[Labeled shape material]
-----

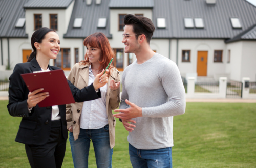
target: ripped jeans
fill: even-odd
[[[129,143],[130,159],[133,168],[172,168],[172,147],[139,149]]]

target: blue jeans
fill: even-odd
[[[110,148],[109,125],[96,129],[80,128],[78,138],[74,141],[72,132],[69,134],[74,166],[88,167],[90,141],[93,142],[97,167],[112,167],[113,149]]]
[[[139,149],[129,143],[129,154],[133,168],[173,167],[172,147]]]

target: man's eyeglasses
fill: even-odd
[[[127,38],[130,37],[131,36],[136,36],[136,35],[126,35],[126,34],[123,34],[122,35],[123,35],[123,38],[124,37],[125,37],[125,40],[127,40]]]

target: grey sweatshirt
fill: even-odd
[[[185,89],[176,64],[156,53],[141,64],[129,65],[122,78],[120,109],[129,108],[127,99],[142,108],[143,117],[132,119],[136,128],[128,142],[140,149],[173,146],[173,116],[186,108]]]

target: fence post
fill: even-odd
[[[226,98],[227,80],[227,78],[226,77],[221,77],[219,78],[219,93],[221,98]]]
[[[248,99],[249,98],[249,94],[250,93],[250,88],[246,87],[245,86],[246,81],[250,81],[250,78],[243,77],[242,78],[242,83],[243,83],[243,91],[242,92],[242,98],[243,99]]]
[[[195,93],[195,77],[187,78],[187,94],[190,96]]]

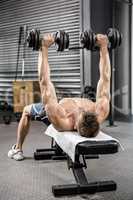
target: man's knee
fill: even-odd
[[[24,107],[23,109],[23,116],[27,116],[27,117],[30,117],[31,116],[31,107],[32,105],[27,105]]]

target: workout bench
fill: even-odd
[[[52,131],[53,127],[51,129],[50,126],[48,127],[49,131]],[[58,134],[61,136],[62,133]],[[48,135],[51,136],[51,134]],[[83,193],[92,194],[96,192],[116,190],[117,185],[112,180],[89,183],[83,171],[83,168],[87,168],[86,159],[99,158],[99,154],[113,154],[118,152],[119,142],[116,139],[110,137],[110,139],[106,141],[87,140],[80,142],[75,147],[74,158],[68,155],[68,152],[62,150],[62,146],[57,144],[56,139],[57,138],[55,137],[52,138],[52,145],[50,149],[37,149],[34,153],[34,158],[36,160],[66,159],[68,163],[68,169],[72,169],[73,171],[76,184],[52,186],[52,192],[54,196],[57,197],[62,195],[74,195]]]

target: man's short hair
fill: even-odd
[[[83,112],[78,124],[79,133],[83,137],[95,137],[99,131],[99,123],[95,113]]]

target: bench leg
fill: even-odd
[[[88,183],[87,185],[70,184],[52,186],[52,192],[55,197],[63,195],[76,194],[94,194],[96,192],[116,190],[117,186],[114,181],[99,181]]]

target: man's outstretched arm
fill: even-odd
[[[65,110],[58,104],[55,88],[50,79],[48,48],[53,43],[54,38],[51,34],[44,36],[38,58],[39,82],[42,101],[44,103],[49,120],[58,130],[65,130],[69,126],[69,121]]]
[[[98,114],[99,123],[102,123],[109,114],[111,65],[107,36],[98,34],[97,42],[100,46],[100,79],[97,85],[96,113]]]

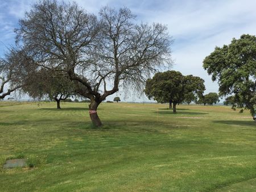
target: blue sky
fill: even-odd
[[[126,6],[137,15],[138,22],[167,24],[174,39],[172,50],[175,63],[172,69],[203,78],[205,81],[205,93],[218,91],[217,84],[212,82],[210,77],[203,69],[202,62],[205,56],[214,50],[215,46],[229,44],[233,37],[239,38],[243,34],[256,35],[254,0],[75,1],[96,15],[102,6],[117,9]],[[35,2],[0,0],[0,56],[3,56],[6,47],[14,44],[13,31],[19,19]],[[136,97],[127,99],[133,100],[137,100]],[[138,101],[147,99],[142,98]]]

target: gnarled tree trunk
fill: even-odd
[[[97,114],[97,108],[100,104],[100,102],[95,100],[91,100],[90,104],[89,105],[89,114],[92,123],[97,126],[101,127],[102,125],[100,118]]]
[[[177,112],[176,110],[176,105],[177,103],[174,103],[174,109],[173,109],[173,111],[174,111],[174,114],[176,114]]]
[[[60,99],[58,99],[57,98],[57,97],[55,97],[54,98],[54,100],[56,101],[56,103],[57,103],[57,109],[60,109]]]
[[[172,101],[169,101],[169,108],[170,109],[172,109]]]
[[[60,100],[57,100],[57,109],[60,109]]]

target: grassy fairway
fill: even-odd
[[[230,107],[0,102],[1,191],[256,191],[256,124]],[[204,117],[205,119],[182,119]],[[1,165],[1,166],[2,166]]]

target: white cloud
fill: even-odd
[[[68,0],[65,0],[67,2]],[[256,1],[254,0],[153,1],[76,0],[89,12],[97,14],[105,5],[118,8],[125,6],[138,15],[139,21],[160,22],[168,25],[175,39],[172,46],[176,64],[173,69],[200,76],[205,80],[207,93],[217,91],[202,67],[205,56],[215,46],[229,44],[242,34],[255,35]],[[14,37],[18,20],[36,0],[0,0],[1,40],[8,44]],[[1,46],[1,45],[0,45]],[[0,48],[0,53],[2,47]]]

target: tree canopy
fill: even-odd
[[[55,101],[57,108],[60,108],[61,101],[75,94],[74,84],[67,76],[56,70],[42,68],[31,76],[26,85],[22,87],[23,91],[34,98],[47,97]]]
[[[169,70],[156,73],[152,79],[147,80],[144,92],[149,99],[173,103],[173,111],[176,112],[176,104],[181,103],[186,95],[192,93],[199,97],[203,95],[205,89],[204,82],[199,77]]]
[[[218,95],[217,93],[209,93],[204,95],[204,104],[208,103],[213,105],[213,103],[216,104],[219,102]]]
[[[114,98],[113,101],[116,101],[117,103],[118,103],[119,101],[121,101],[120,98],[119,98],[119,97],[115,97]]]
[[[256,37],[242,35],[214,51],[204,60],[203,67],[218,81],[219,94],[233,94],[233,107],[254,113],[256,104]]]
[[[166,26],[135,22],[127,8],[102,7],[99,16],[77,5],[40,1],[20,19],[16,39],[33,53],[38,67],[60,68],[77,93],[90,99],[97,126],[100,103],[120,87],[142,87],[147,77],[171,63],[172,43]]]
[[[0,99],[27,84],[28,70],[31,61],[24,50],[10,48],[3,57],[0,58]],[[32,69],[32,68],[30,68]]]

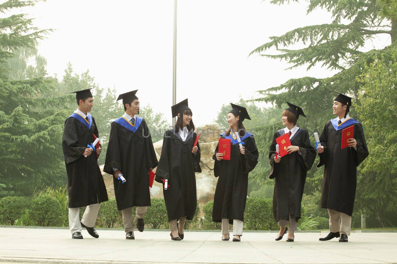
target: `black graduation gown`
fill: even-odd
[[[269,158],[272,169],[269,178],[274,179],[273,192],[273,215],[274,220],[288,220],[288,211],[291,218],[301,218],[301,203],[307,171],[313,165],[316,150],[310,143],[307,131],[299,128],[291,139],[291,144],[299,147],[297,151],[281,158],[279,163],[274,162],[276,138],[284,134],[284,129],[276,133],[269,149]]]
[[[103,171],[114,175],[114,194],[119,211],[134,206],[150,206],[148,170],[155,168],[158,163],[144,119],[135,132],[112,122]],[[125,183],[122,184],[114,177],[113,168],[121,171]]]
[[[317,167],[325,165],[321,195],[321,208],[351,216],[357,185],[357,167],[368,155],[362,126],[354,125],[353,137],[357,150],[347,147],[341,149],[342,130],[337,131],[331,121],[324,126],[320,140],[324,152],[319,154]]]
[[[69,207],[71,208],[108,200],[95,153],[93,151],[87,158],[83,155],[87,145],[94,142],[93,133],[99,137],[94,118],[89,130],[73,117],[69,117],[65,122],[62,149],[67,175]]]
[[[221,135],[221,138],[225,138]],[[233,224],[233,219],[244,221],[248,187],[248,173],[258,163],[258,149],[253,137],[241,141],[245,143],[245,154],[240,153],[238,143],[231,143],[230,160],[216,160],[219,143],[212,159],[215,161],[214,173],[218,177],[212,208],[212,221],[221,222],[228,219]]]
[[[156,180],[163,183],[162,179],[168,179],[170,186],[163,188],[168,220],[183,217],[191,220],[197,208],[196,175],[201,172],[200,166],[200,148],[192,153],[197,134],[191,132],[185,142],[179,133],[167,130],[164,134],[161,156],[156,172]],[[164,184],[163,184],[164,186]]]

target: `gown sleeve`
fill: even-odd
[[[218,160],[216,159],[216,154],[218,153],[218,148],[219,147],[219,143],[216,145],[216,148],[215,148],[215,151],[212,156],[212,160],[215,161],[214,164],[214,175],[215,177],[219,176],[219,173],[221,172],[221,168],[222,167],[222,161]]]
[[[328,129],[327,127],[329,122],[328,121],[326,123],[319,138],[321,146],[324,147],[324,152],[322,153],[318,153],[318,156],[320,157],[320,160],[318,162],[318,164],[317,164],[318,168],[320,167],[325,164],[326,156],[327,154],[327,143],[328,142]]]
[[[193,134],[193,142],[196,141],[197,138],[197,134],[195,132]],[[201,158],[201,152],[200,148],[200,144],[197,141],[197,152],[195,153],[192,153],[193,157],[193,165],[195,167],[195,172],[201,172],[201,167],[200,165],[200,159]]]
[[[354,137],[357,141],[357,146],[356,147],[357,150],[352,152],[353,155],[353,160],[356,167],[357,167],[368,156],[369,153],[367,148],[367,144],[365,142],[365,138],[364,137],[364,133],[362,130],[362,126],[360,123],[358,123],[354,127]]]
[[[148,169],[150,168],[154,169],[157,167],[158,161],[157,160],[156,151],[154,150],[154,147],[153,145],[153,142],[152,141],[152,136],[150,135],[149,128],[148,127],[147,125],[146,124],[146,121],[144,119],[142,120],[142,124],[144,125],[143,129],[144,135],[145,135],[145,147],[146,150],[146,165]]]
[[[170,130],[164,133],[163,139],[163,147],[161,148],[160,160],[158,161],[157,169],[156,170],[154,180],[158,182],[163,183],[162,179],[170,179],[170,152],[171,151],[171,134]]]
[[[118,125],[116,122],[113,122],[111,125],[110,134],[109,136],[106,158],[103,167],[103,171],[111,175],[113,175],[114,173],[113,168],[119,170],[121,169]]]
[[[243,173],[248,173],[252,171],[258,164],[258,158],[259,154],[255,144],[253,137],[247,138],[247,142],[244,146],[245,154],[240,154],[240,161],[241,163],[241,169]]]
[[[316,159],[316,150],[310,143],[310,138],[307,131],[304,130],[301,134],[303,137],[302,145],[299,146],[301,155],[298,154],[297,156],[303,169],[308,171],[311,169]]]
[[[75,119],[69,118],[66,120],[62,136],[62,149],[66,164],[77,160],[81,156],[86,147],[78,144]]]
[[[274,172],[274,166],[276,166],[276,163],[274,162],[274,157],[276,156],[276,138],[279,137],[280,134],[279,134],[278,132],[276,132],[274,133],[274,135],[273,136],[273,140],[272,142],[272,144],[270,144],[270,146],[269,148],[269,160],[270,162],[270,165],[272,167],[270,168],[270,173],[269,174],[269,178],[270,179],[273,179],[276,178],[276,173]]]

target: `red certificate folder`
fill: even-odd
[[[228,139],[219,139],[218,152],[224,154],[223,159],[230,160],[230,140]]]
[[[342,131],[342,144],[341,144],[341,149],[343,149],[349,146],[349,139],[353,137],[354,133],[354,125],[345,128]]]
[[[153,186],[153,181],[154,180],[154,173],[153,171],[150,171],[149,173],[149,187],[152,188]]]
[[[291,142],[289,140],[289,135],[284,134],[281,137],[279,137],[276,139],[276,142],[278,144],[278,149],[280,151],[280,156],[283,157],[289,154],[287,152],[287,148],[291,145]]]
[[[198,135],[196,137],[196,140],[195,141],[195,144],[193,144],[193,147],[194,148],[197,144],[197,142],[198,142],[198,139],[200,138],[200,136],[201,135],[201,133],[198,133]]]

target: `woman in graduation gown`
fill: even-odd
[[[281,120],[286,127],[274,134],[270,146],[269,158],[272,169],[269,177],[275,179],[273,193],[273,215],[278,222],[280,231],[276,241],[281,240],[286,233],[288,224],[287,242],[293,242],[294,232],[297,231],[298,220],[301,218],[301,203],[306,180],[306,174],[316,158],[316,150],[310,143],[306,130],[296,126],[299,115],[306,117],[302,108],[287,102],[289,107],[283,112]],[[287,155],[276,158],[276,139],[285,134],[289,135],[291,146],[288,147]]]
[[[246,131],[243,121],[251,120],[244,107],[231,104],[232,110],[227,114],[229,128],[220,135],[230,139],[230,160],[223,160],[223,154],[218,153],[219,143],[212,159],[214,172],[219,177],[214,198],[212,221],[222,223],[222,240],[228,240],[229,224],[233,225],[233,241],[239,241],[243,235],[244,210],[247,201],[248,173],[258,163],[258,154],[252,135]],[[240,148],[238,137],[243,146]]]
[[[201,172],[200,149],[198,142],[193,146],[197,135],[194,132],[193,113],[187,99],[171,109],[172,117],[178,118],[173,129],[164,134],[155,180],[163,184],[168,180],[167,189],[163,188],[163,194],[170,236],[172,239],[180,241],[184,236],[185,221],[193,218],[197,207],[195,172]]]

-----

Copy the material word for word from its start through the line containing "[[[195,93],[195,77],[187,78],[187,94],[190,96]]]", including that line, and leave out the pictures.

target: ripped jeans
fill: even-odd
[[[129,143],[130,159],[133,168],[172,168],[172,147],[139,149]]]

target: blue jeans
fill: even-odd
[[[110,148],[109,125],[96,129],[80,128],[78,138],[74,141],[72,132],[69,134],[74,166],[88,167],[90,141],[93,142],[97,167],[112,167],[113,149]]]
[[[139,149],[129,143],[129,154],[133,168],[173,167],[172,147]]]

target: man's eyeglasses
fill: even-odd
[[[127,38],[130,37],[131,36],[136,36],[136,35],[126,35],[126,34],[123,34],[122,35],[123,35],[123,38],[124,37],[125,37],[125,40],[127,40]]]

target: grey sweatshirt
fill: even-odd
[[[185,89],[176,64],[156,53],[141,64],[129,65],[122,78],[120,109],[129,108],[127,99],[142,108],[143,117],[132,119],[136,128],[128,142],[140,149],[173,146],[173,116],[186,108]]]

target: fence post
fill: even-odd
[[[226,98],[227,80],[227,78],[226,77],[221,77],[219,78],[219,93],[221,98]]]
[[[248,99],[249,98],[249,94],[250,93],[250,88],[246,87],[245,86],[246,81],[250,81],[250,78],[243,77],[242,78],[242,83],[243,83],[243,91],[242,92],[242,98],[243,99]]]
[[[195,93],[195,77],[187,78],[187,94],[190,96]]]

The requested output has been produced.